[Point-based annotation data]
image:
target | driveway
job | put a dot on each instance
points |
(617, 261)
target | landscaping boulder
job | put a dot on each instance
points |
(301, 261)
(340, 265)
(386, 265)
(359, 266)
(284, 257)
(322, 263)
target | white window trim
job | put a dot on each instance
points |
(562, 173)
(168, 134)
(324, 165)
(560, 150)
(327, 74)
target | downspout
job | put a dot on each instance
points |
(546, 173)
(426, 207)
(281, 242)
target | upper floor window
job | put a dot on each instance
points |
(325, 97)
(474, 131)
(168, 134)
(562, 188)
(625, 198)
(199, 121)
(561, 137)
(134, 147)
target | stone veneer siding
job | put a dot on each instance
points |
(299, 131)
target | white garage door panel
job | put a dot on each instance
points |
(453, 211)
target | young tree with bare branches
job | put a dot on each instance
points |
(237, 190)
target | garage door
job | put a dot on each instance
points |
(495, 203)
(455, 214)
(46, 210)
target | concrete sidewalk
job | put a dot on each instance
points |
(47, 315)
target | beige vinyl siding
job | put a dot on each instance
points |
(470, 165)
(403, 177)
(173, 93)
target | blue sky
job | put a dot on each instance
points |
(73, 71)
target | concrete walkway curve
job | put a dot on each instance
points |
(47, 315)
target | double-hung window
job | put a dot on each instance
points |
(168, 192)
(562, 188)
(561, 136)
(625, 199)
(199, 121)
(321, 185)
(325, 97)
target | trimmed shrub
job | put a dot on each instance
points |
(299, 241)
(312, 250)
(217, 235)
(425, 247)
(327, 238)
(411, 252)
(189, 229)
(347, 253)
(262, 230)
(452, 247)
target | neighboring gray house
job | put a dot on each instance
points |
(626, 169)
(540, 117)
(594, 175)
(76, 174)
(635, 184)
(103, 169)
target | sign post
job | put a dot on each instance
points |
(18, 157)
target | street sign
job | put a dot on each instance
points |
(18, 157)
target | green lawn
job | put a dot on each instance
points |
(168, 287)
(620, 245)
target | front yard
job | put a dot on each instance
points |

= TASK DESCRIPTION =
Output each record precisely as given.

= TASK RESPONSE =
image:
target | driveway
job | put a dot on each instance
points |
(617, 261)
target | landscaping boulder
job | put a dot on each instance
points |
(301, 261)
(340, 265)
(386, 265)
(359, 266)
(284, 257)
(322, 263)
target | white window trim
job | put a dot on each instance
points |
(562, 173)
(168, 134)
(324, 165)
(560, 150)
(327, 74)
target | downspout
job | put a dot on each instance
points |
(546, 173)
(426, 207)
(281, 242)
target | upper floor window
job | put a dot on each instance
points |
(325, 97)
(474, 131)
(168, 134)
(562, 188)
(625, 198)
(199, 121)
(561, 137)
(134, 147)
target | stone veneer siding
job | put a dot on each instance
points |
(299, 131)
target | white garage door panel
job | put a dot on each instance
points |
(453, 211)
target | young tree with bare branches
job | put a dot on each instance
points |
(237, 190)
target | garage door
job | put a dot on each instance
points |
(495, 203)
(455, 214)
(46, 210)
target | concrete sidewalk
job | put a dot on each instance
points |
(47, 315)
target | beige vinyl siding
job | put a dot on each instance
points |
(470, 165)
(403, 177)
(173, 93)
target | blue sky
job | put a dot on each instance
points |
(73, 71)
target | concrete walkway curve
job | put a dot on each instance
points |
(47, 315)
target | double-hung window
job | put a dot on each instance
points |
(168, 192)
(562, 188)
(561, 136)
(625, 199)
(199, 121)
(321, 185)
(325, 97)
target | trimmed shrub
job | put a dot on each instance
points |
(299, 241)
(312, 250)
(217, 235)
(425, 247)
(327, 238)
(411, 252)
(189, 229)
(347, 253)
(262, 230)
(452, 247)
target | neighboring gray house
job | put a dot on each instance
points |
(626, 169)
(540, 117)
(594, 175)
(76, 174)
(635, 184)
(103, 169)
target | sign post
job | put a dot on each instance
points |
(18, 157)
target | street sign
job | put a dot on each instance
points |
(18, 157)
target | green lawn
job | put a dot on each instance
points |
(168, 287)
(620, 245)
target | front yard
job | put a dot on each instance
points |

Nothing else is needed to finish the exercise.